### WHAT TO DO
Only the lines from the one containing "of the blurred" through the end of the listing below belong in your answer; retype them exactly.

### DATA TO PROCESS
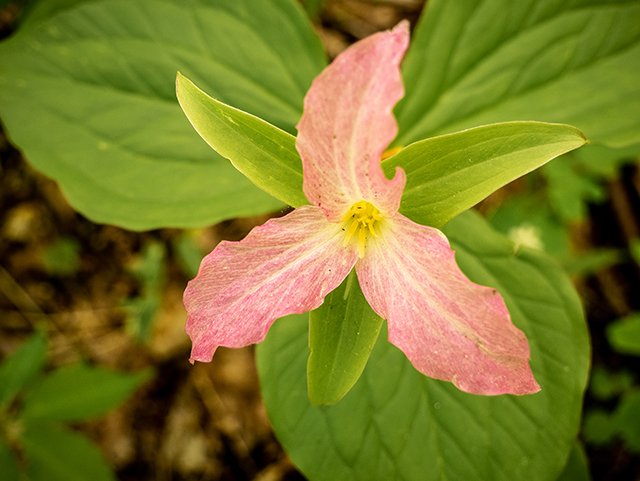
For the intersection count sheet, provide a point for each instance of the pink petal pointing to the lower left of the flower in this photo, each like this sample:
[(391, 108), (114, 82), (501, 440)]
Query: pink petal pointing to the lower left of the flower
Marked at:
[(286, 266)]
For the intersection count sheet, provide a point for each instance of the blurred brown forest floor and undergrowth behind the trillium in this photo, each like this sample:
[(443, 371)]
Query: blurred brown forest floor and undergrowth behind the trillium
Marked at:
[(110, 301)]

### RESULT OF THIS TASK
For the intersection count sheet, provide a point for each instance of the blurred brown forest floor and undergrowth behind the trillium in this photo, each like this sample:
[(443, 371)]
Query: blurred brown forest floor and undergrowth behind the trillium
Marked at:
[(110, 301)]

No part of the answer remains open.